Point-per-instance localization data
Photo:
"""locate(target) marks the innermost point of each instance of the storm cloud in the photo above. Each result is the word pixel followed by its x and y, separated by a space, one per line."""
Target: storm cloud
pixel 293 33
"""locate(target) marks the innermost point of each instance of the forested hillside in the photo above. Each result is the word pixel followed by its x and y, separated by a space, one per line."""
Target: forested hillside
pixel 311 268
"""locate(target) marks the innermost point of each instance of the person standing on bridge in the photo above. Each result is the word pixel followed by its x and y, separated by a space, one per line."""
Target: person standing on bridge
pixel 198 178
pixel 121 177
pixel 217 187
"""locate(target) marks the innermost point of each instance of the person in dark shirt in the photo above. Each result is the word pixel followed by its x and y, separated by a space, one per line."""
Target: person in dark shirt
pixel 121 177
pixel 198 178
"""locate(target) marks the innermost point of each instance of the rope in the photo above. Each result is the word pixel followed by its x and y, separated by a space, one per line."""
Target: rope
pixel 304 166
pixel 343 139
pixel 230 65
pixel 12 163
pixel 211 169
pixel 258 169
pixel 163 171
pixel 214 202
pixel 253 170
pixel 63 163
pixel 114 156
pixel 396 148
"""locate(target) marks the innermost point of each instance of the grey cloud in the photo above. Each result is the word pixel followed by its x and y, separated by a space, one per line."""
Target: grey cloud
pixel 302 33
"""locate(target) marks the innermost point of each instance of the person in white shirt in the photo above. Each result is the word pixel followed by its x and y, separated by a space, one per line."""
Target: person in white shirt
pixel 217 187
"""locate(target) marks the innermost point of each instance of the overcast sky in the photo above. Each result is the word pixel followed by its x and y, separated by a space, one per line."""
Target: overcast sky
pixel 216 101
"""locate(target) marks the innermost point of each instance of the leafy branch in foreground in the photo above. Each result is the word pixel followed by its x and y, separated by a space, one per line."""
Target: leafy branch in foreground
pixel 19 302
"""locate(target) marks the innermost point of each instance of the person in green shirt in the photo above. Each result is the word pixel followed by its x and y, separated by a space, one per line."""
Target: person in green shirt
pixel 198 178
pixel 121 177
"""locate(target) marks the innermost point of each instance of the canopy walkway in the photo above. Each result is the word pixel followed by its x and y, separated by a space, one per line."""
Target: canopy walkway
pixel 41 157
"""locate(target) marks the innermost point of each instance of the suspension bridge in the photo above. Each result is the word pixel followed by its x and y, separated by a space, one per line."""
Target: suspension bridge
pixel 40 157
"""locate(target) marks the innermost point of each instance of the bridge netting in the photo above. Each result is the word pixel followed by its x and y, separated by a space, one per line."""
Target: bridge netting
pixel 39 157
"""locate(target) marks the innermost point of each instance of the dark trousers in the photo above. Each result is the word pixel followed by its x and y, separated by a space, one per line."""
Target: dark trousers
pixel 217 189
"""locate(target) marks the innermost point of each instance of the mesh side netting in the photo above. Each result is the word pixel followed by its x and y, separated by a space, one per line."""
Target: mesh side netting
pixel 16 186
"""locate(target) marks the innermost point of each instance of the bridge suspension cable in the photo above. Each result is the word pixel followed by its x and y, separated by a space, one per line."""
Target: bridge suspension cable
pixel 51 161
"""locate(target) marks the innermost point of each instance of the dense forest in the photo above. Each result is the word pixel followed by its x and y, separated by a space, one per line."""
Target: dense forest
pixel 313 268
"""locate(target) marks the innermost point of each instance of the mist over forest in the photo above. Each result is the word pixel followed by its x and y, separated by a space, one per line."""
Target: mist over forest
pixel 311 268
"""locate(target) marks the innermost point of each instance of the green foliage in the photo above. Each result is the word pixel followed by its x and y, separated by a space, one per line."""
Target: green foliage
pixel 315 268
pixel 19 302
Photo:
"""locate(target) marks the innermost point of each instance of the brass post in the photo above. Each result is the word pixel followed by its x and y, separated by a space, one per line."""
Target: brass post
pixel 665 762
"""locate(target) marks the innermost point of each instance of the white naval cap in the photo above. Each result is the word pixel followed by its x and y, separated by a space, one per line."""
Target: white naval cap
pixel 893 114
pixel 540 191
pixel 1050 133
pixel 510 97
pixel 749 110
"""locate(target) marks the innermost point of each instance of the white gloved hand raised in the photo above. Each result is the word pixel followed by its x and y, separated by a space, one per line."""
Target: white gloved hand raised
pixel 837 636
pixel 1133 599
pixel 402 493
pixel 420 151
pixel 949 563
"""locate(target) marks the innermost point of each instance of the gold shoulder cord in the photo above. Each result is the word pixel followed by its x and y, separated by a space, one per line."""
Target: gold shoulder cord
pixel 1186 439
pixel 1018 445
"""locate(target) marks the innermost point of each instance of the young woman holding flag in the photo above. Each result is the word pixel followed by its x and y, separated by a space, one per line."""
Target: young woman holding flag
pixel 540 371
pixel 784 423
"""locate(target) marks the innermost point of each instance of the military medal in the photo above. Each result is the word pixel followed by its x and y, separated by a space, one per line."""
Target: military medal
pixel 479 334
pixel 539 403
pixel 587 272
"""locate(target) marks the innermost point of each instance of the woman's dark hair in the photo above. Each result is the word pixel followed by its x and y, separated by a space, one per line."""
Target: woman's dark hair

__Task item__
What you return should be the records above, repeated exactly.

__Response box__
Photo:
"""locate(target) marks the innermost point of each instance of the storm cloud in the photo above. Each result is the word pixel followed by its x and y, separated by a space, one per line."""
Target: storm cloud
pixel 293 33
"""locate(target) marks the innermost point of each instance of the forested hillside in the photo above. Each result is the word pixel followed by its x and y, separated by a space, one per line."""
Target: forested hillside
pixel 311 268
"""locate(target) marks the innermost point of each instance of the person standing on bridge in the photo above. Each result is the word pixel followed by its x and y, separated by a space, one per line."""
Target: person standing on bridge
pixel 198 178
pixel 121 177
pixel 217 187
"""locate(target) marks the innermost point of each instance of the person in dark shirt in the photo above. Each result is the word pixel followed by its x and y, separated by a space, one per line."""
Target: person in dark shirt
pixel 121 177
pixel 198 178
"""locate(target) marks the innermost point of each instance of the rope in the photo above. Each result is the word pixel followed by its x and y, separated by a space, one per line."""
Target: rope
pixel 304 166
pixel 343 139
pixel 230 65
pixel 12 163
pixel 211 169
pixel 258 169
pixel 163 171
pixel 214 202
pixel 253 170
pixel 63 163
pixel 114 156
pixel 396 148
"""locate(target) marks the innermost point of each instance of the grey cloud in the photo above. Each result is the word pixel followed by its x and y, separated by a space, one per line."""
Target: grey cloud
pixel 302 33
"""locate(target) marks the innermost point of each instance of the person in white shirt in the photo above. Each result is the word pixel followed by its x and y, separated by a space, one per line."""
Target: person in white shirt
pixel 217 187
"""locate(target) marks the innermost point of each instance of the overcast sky in the photo above. Each result is the word pixel followed by its x and y, separated by a space, one per line."""
Target: overcast sky
pixel 216 101
"""locate(target) marks the innermost point of each instance of the leafy branch in foreground in the photo above. Each result is the word pixel followed by its x and y, separated by a space, one per line."""
Target: leafy branch in foreground
pixel 19 302
"""locate(target) marks the innermost point of each instance of the person in green shirt in the photo above. Each result is the word pixel followed by its x and y, separated by a space, one per line."""
Target: person in green shirt
pixel 198 178
pixel 121 177
"""locate(target) marks the innermost point of each instance of the canopy walkway in the photo above. Each result is the word pixel followed by its x and y, separated by a space, one per line."""
Target: canopy walkway
pixel 41 157
"""locate(target) marks the innermost point of each instance of the suspension bridge in the photo above. Each result is the word pixel followed by its x and y, separated by a space, one per line."""
Target: suspension bridge
pixel 40 157
"""locate(target) marks the innermost point of each instance of the bridge netting in the photo above. Each result is the word pixel followed by its x and y, separated by a space, one per line."""
Target: bridge netting
pixel 39 157
"""locate(target) marks the innermost point of each instance of the dark trousers in the photo above. Each result is the word pixel followed by its x and y, separated by a space, one per line."""
Target: dark trousers
pixel 217 189
"""locate(target) marks the innermost point of each instance of the mesh side netting in the photo above. Each result is the word pixel followed by its x and y, separated by a space, one per line."""
Target: mesh side netting
pixel 16 186
"""locate(target) marks the innermost point of each instance of the bridge suspension cable in the photo above. Each result is the word pixel followed by its x and y, separated by a space, one per line."""
Target: bridge suspension cable
pixel 51 161
"""locate(target) marks the innermost point of each instance of the dense forest in the photo above. Each result is the word pixel followed by its x and y, separated by a space, one per line."""
Target: dense forest
pixel 313 268
"""locate(target) marks the innermost point of each instance of the mist over forest in the photo above. Each result is the word pixel followed by its x and y, separated by a space, one per line."""
Target: mist over forest
pixel 311 268
"""locate(target) marks the innermost point of each instance of the green foliage in the photo above. Each result is the word pixel followed by its x and y, separated by a space, one per line."""
Target: green foliage
pixel 315 268
pixel 19 302
Photo:
"""locate(target) marks the innermost point of each instance of the brass post in the photo above. Each result is the word pixel followed by its x and y, separated by a space, one per line."""
Target: brass post
pixel 665 762
"""locate(target) marks the innermost point of each instance of the white naval cap in the photo above. Each result is the word pixel followed by its x and y, separated by a space, one per line."""
Target: white naval cap
pixel 893 114
pixel 540 191
pixel 1050 133
pixel 510 97
pixel 749 110
"""locate(target) marks the innermost point of each instance of the white gloved hand raised in the photo above. Each result is the word pixel followed by its x and y, separated by a space, one per line."""
Target: white gloved hand raised
pixel 837 636
pixel 1133 599
pixel 402 493
pixel 420 151
pixel 949 563
"""locate(target) marks the innermost point of each instance of the gold shoulder cord in the photo above. Each result is the word pixel followed by its x and y, separated by a space, one per line."""
Target: gold shoulder cord
pixel 1186 439
pixel 1018 445
"""locate(target) marks the innermost point of each instance of the young woman holding flag in the photo above. Each result is the word pixel followed by its x and y, separated by a space, one per line."""
Target: young woman holding flag
pixel 540 371
pixel 784 423
"""locate(target) marks the innermost point of each instance of the military medal in the photo above. Each result is the word pixel followed by its x and y, separated by a space, one per line."""
Target: military medal
pixel 479 334
pixel 539 403
pixel 587 272
"""locate(target) marks the innermost point of each instance of the woman's dark hair in the photo above. Each result is the word pixel followed by its x and y, separated by a space, one per line."""
Target: woman's dark hair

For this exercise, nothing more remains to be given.